* [EXCERPTED RECORDS]
▬▬▬▬▬▬▬▬▬▬

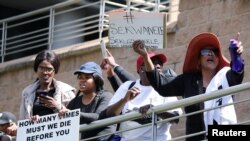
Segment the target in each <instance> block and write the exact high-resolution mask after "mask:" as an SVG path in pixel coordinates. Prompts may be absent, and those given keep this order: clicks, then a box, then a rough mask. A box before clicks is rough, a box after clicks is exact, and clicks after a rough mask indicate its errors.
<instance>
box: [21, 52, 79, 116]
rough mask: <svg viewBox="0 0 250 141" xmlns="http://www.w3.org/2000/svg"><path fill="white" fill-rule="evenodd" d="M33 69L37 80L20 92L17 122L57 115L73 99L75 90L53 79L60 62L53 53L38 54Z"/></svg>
mask: <svg viewBox="0 0 250 141" xmlns="http://www.w3.org/2000/svg"><path fill="white" fill-rule="evenodd" d="M33 68H34V71H35V73H36V75H37V80H36V81H34V82H33V83H32V84H30V85H28V86H27V87H26V88H24V90H23V91H22V99H21V106H20V112H19V114H20V115H19V120H23V119H31V118H32V119H33V120H37V119H38V117H39V116H43V115H49V114H53V113H57V112H58V111H59V110H60V109H61V108H62V107H63V106H66V105H67V104H68V103H69V101H71V100H72V99H73V98H74V97H75V88H73V87H72V86H70V85H68V84H66V83H64V82H61V81H58V80H56V79H55V78H54V77H55V75H56V74H57V73H58V71H59V68H60V61H59V59H58V56H57V55H56V54H55V53H54V52H53V51H51V50H44V51H42V52H40V53H38V54H37V56H36V58H35V61H34V66H33Z"/></svg>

▬▬▬▬▬▬▬▬▬▬

* [ACTIVITY]
Copy every record above exactly as written, but leave out the pictures.

* [OUTPUT FOR THIS TASK]
Segment the target in each <instance> block and write the exact high-resolution mask after "mask:" as an SVG path in pixel coordinates. Prompts may be absent, and those given keep this order: clicks, then a box, then a rough mask. A box before clicks is rough, a box after clicks is exact, and clicks after a rough mask indicate its errors.
<instance>
box: [21, 52, 79, 116]
rough mask: <svg viewBox="0 0 250 141" xmlns="http://www.w3.org/2000/svg"><path fill="white" fill-rule="evenodd" d="M33 69L37 80L20 92L17 122L57 115L73 99L75 90L53 79L60 62L53 53L38 54Z"/></svg>
mask: <svg viewBox="0 0 250 141" xmlns="http://www.w3.org/2000/svg"><path fill="white" fill-rule="evenodd" d="M33 68H34V71H35V73H36V75H37V80H36V81H34V82H33V83H32V84H30V85H28V86H27V87H26V88H24V90H23V91H22V99H21V106H20V112H19V114H20V115H19V120H23V119H31V118H32V119H33V120H37V119H38V117H39V116H43V115H49V114H53V113H57V112H58V111H59V110H60V109H61V108H62V107H63V106H66V105H67V104H68V103H69V101H71V100H72V99H73V98H74V97H75V88H73V87H72V86H70V85H68V84H66V83H64V82H61V81H58V80H56V79H55V78H54V77H55V75H56V74H57V73H58V71H59V68H60V61H59V59H58V56H57V55H56V54H55V53H54V52H53V51H51V50H44V51H42V52H40V53H38V54H37V56H36V58H35V61H34V66H33Z"/></svg>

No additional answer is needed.